### WRITTEN PROBLEM
Which lines in the listing below contain the word "region"? List every one of them in full.

### Data extracted from a collection
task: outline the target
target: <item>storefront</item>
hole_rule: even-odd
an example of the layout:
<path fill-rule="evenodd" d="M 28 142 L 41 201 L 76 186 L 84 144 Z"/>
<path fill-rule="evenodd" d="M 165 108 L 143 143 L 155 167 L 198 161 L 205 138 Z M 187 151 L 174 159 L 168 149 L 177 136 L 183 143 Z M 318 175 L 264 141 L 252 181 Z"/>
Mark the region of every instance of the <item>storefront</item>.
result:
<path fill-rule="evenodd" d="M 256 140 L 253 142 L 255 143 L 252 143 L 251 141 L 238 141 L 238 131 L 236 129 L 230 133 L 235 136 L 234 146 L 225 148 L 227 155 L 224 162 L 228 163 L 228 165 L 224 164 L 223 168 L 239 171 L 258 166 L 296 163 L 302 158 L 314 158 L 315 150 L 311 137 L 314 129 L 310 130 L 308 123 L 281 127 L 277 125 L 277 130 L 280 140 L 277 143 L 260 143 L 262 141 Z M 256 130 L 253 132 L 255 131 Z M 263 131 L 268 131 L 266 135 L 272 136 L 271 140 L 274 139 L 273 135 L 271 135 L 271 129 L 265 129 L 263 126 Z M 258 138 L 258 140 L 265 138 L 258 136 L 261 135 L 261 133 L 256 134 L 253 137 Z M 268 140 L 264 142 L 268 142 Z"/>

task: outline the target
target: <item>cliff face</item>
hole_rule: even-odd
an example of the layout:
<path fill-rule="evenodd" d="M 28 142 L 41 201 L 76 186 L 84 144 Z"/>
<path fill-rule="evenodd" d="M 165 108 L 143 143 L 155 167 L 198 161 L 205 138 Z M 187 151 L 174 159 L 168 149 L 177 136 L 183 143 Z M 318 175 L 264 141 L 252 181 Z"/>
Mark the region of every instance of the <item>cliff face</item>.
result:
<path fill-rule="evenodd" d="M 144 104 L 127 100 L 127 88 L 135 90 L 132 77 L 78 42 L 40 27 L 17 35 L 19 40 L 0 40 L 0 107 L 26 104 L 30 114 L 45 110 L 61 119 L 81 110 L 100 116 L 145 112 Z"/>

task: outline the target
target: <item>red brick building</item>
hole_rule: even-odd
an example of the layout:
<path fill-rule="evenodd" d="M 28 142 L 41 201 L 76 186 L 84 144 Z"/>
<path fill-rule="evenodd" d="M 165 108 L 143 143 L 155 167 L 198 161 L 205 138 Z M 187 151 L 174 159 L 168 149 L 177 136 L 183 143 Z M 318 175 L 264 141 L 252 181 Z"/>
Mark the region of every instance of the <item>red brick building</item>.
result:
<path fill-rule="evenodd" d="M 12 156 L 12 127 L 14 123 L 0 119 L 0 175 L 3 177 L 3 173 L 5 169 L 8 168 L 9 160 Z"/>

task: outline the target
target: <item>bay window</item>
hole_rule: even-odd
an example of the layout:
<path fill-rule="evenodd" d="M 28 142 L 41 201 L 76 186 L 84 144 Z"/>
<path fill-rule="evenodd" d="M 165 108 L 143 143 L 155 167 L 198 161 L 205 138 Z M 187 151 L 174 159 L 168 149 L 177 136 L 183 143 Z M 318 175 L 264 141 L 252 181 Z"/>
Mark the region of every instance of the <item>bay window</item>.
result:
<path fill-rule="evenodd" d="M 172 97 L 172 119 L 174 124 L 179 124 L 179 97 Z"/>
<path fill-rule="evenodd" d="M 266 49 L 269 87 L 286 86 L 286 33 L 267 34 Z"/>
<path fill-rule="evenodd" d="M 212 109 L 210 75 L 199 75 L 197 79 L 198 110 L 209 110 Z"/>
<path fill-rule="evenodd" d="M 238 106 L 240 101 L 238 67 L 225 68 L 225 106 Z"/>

### TASK RESPONSE
Mark the region of every instance of the <item>storefront</item>.
Mark the region of every instance of the <item>cliff face</item>.
Mark the region of every instance of the <item>red brick building</item>.
Mark the region of every instance of the <item>bay window</item>.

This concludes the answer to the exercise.